Activity: Please show all lines of the records that include "Provide".
== == ==
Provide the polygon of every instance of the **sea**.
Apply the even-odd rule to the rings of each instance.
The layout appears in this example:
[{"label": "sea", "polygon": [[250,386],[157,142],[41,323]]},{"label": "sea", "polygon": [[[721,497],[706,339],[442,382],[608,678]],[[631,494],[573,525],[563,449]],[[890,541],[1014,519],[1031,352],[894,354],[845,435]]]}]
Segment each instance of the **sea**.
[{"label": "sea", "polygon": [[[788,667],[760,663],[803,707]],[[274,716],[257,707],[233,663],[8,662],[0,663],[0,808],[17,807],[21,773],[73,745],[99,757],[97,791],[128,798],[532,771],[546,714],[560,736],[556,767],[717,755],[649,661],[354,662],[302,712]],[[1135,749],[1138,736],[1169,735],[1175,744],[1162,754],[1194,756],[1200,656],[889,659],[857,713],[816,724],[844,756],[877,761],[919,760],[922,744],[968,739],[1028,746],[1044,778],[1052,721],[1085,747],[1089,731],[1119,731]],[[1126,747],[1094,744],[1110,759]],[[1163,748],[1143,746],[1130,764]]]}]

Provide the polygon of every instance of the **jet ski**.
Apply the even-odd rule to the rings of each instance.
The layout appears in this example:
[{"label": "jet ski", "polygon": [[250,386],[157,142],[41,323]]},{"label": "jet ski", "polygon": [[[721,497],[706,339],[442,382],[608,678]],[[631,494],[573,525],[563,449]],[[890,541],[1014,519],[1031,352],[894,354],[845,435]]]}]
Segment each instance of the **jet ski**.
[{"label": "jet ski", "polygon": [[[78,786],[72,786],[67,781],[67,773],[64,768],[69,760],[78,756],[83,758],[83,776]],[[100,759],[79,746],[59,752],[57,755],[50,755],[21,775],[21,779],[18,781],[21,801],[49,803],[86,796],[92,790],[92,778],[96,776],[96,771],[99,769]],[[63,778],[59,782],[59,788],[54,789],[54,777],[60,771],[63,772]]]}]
== == ==
Exercise response:
Provide the polygon of every instance of the **sea**.
Provide the polygon of every instance of the **jet ski**.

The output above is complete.